> **PROMPT**
Would it be possible to quote, exactly and in full, the lines from the one with "Give them as" through the end of the entries below?

· · · ·

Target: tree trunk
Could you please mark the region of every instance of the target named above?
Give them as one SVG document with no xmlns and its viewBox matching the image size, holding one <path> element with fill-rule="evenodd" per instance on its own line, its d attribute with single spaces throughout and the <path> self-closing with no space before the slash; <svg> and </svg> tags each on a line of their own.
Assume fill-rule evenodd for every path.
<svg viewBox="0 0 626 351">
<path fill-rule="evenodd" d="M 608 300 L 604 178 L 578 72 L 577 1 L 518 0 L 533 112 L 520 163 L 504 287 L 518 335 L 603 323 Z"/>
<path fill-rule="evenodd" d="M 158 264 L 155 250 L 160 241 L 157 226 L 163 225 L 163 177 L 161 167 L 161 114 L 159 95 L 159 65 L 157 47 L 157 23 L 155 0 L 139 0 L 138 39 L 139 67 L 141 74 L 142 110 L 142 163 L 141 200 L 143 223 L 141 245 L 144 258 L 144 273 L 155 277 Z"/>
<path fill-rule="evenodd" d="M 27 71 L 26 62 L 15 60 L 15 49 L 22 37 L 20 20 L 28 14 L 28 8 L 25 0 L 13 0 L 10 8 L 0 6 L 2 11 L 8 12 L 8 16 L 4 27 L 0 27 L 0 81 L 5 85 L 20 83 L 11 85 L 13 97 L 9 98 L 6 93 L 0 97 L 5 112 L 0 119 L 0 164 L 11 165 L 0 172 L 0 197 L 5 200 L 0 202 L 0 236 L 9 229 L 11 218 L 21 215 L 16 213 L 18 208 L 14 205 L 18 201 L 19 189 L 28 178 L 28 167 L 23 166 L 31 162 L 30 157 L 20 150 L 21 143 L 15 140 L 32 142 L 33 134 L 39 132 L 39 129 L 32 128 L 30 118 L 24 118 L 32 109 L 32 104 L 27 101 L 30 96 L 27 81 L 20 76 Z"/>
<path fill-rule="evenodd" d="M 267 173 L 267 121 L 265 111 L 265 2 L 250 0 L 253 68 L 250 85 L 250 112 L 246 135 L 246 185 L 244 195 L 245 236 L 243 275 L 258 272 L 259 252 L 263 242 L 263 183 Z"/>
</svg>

· · · ·

> **PROBLEM SOLUTION**
Give them as one SVG document with no xmlns and its viewBox matching the image size, holding one <path> element with fill-rule="evenodd" per instance on its own line, its d attribute with single spaces throughout and the <path> self-closing with no space before the slash; <svg> and </svg> tags each on a line of their own.
Assume fill-rule evenodd for every path.
<svg viewBox="0 0 626 351">
<path fill-rule="evenodd" d="M 608 300 L 604 178 L 578 72 L 577 1 L 518 0 L 533 112 L 520 163 L 504 287 L 518 335 L 603 323 Z"/>
<path fill-rule="evenodd" d="M 158 264 L 155 250 L 160 241 L 157 226 L 163 225 L 163 177 L 161 167 L 161 114 L 159 95 L 159 65 L 157 47 L 157 23 L 155 0 L 139 0 L 138 39 L 139 67 L 141 74 L 142 110 L 142 163 L 141 200 L 143 223 L 141 245 L 144 258 L 144 273 L 155 277 Z"/>
<path fill-rule="evenodd" d="M 27 71 L 26 62 L 15 60 L 15 49 L 22 37 L 20 20 L 28 14 L 28 8 L 25 0 L 13 0 L 10 8 L 0 6 L 2 11 L 8 12 L 8 16 L 4 27 L 0 27 L 0 81 L 5 85 L 20 83 L 11 85 L 13 97 L 9 98 L 6 93 L 0 97 L 5 112 L 0 119 L 0 164 L 11 165 L 0 172 L 0 197 L 5 200 L 0 202 L 0 236 L 9 229 L 11 218 L 21 215 L 16 213 L 18 208 L 14 205 L 18 201 L 19 189 L 28 178 L 28 167 L 23 166 L 31 162 L 30 157 L 20 150 L 21 143 L 15 140 L 32 142 L 33 134 L 39 132 L 39 129 L 32 128 L 30 118 L 24 118 L 32 109 L 32 104 L 27 101 L 30 96 L 27 81 L 20 76 Z"/>
<path fill-rule="evenodd" d="M 267 173 L 267 121 L 265 111 L 265 2 L 250 0 L 253 68 L 250 85 L 250 112 L 246 135 L 246 185 L 244 195 L 245 236 L 243 275 L 258 272 L 259 252 L 263 242 L 263 183 Z"/>
</svg>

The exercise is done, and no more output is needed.